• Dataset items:
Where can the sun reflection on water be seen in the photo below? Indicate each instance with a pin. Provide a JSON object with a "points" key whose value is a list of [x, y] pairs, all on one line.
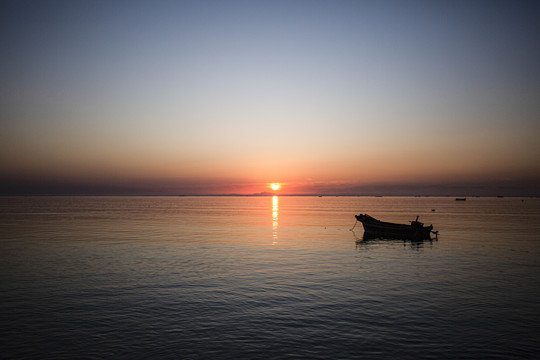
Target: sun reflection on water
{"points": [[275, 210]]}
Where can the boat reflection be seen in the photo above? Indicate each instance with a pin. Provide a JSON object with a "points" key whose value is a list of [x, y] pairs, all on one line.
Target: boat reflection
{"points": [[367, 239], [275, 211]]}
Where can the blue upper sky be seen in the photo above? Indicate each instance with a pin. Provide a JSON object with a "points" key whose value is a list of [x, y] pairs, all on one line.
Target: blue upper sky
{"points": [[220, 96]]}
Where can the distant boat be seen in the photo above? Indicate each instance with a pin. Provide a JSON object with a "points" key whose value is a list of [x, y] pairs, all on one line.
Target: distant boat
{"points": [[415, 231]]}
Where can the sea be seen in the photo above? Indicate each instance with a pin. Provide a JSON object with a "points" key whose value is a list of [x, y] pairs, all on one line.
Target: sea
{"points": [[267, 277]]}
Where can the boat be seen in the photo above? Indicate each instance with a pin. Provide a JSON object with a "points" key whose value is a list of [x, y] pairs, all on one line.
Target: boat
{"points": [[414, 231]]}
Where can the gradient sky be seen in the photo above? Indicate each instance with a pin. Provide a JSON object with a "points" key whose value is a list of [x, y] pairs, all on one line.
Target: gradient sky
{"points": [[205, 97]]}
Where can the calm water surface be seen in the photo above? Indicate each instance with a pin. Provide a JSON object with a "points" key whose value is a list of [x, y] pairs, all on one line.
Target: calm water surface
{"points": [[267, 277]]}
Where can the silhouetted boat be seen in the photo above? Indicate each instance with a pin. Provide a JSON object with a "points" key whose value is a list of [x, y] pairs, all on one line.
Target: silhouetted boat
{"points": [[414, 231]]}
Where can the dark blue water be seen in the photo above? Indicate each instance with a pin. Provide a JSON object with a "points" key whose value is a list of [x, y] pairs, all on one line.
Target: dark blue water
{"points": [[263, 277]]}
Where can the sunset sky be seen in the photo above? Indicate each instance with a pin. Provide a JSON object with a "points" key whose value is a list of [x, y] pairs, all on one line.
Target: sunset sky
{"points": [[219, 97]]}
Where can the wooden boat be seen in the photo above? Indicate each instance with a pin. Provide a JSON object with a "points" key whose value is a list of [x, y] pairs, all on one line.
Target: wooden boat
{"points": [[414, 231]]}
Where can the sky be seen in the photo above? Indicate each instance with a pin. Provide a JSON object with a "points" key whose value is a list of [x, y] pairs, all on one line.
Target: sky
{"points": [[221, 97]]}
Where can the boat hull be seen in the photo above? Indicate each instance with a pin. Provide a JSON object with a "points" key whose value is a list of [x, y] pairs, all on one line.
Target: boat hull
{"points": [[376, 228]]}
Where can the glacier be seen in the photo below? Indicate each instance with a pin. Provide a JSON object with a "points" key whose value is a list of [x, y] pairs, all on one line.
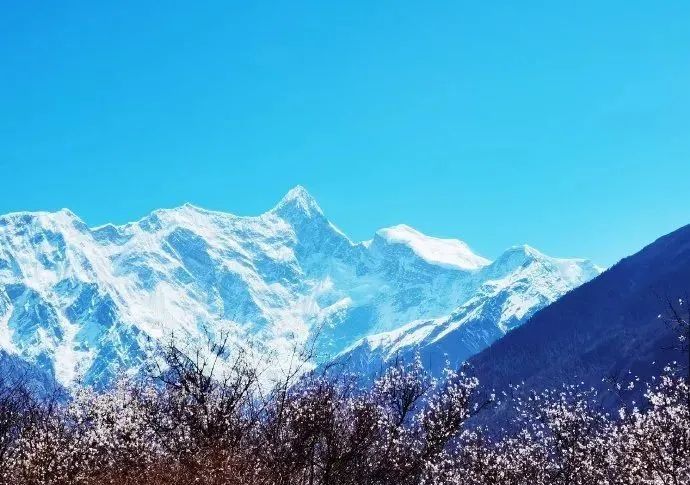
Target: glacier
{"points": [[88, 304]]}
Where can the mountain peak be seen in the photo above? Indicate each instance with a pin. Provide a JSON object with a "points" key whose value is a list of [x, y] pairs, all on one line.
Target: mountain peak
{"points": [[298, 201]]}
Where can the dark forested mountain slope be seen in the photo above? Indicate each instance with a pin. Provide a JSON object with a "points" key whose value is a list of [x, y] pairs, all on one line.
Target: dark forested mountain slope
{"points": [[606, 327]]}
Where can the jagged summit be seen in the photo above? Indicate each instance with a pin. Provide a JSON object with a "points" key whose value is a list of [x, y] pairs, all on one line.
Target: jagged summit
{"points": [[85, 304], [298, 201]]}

• Assignment: Restate word for word the lines above, beginning with the one that contains "Where can the jagged" and ending with the last line.

• Your solution:
Where can the jagged summit be seen in the photo above? Indicate each instance with a pin. Provide a JSON object with a "points" key whose value is a list of [x, y] pairs, all on one line.
Target: jagged summit
{"points": [[85, 304], [298, 201]]}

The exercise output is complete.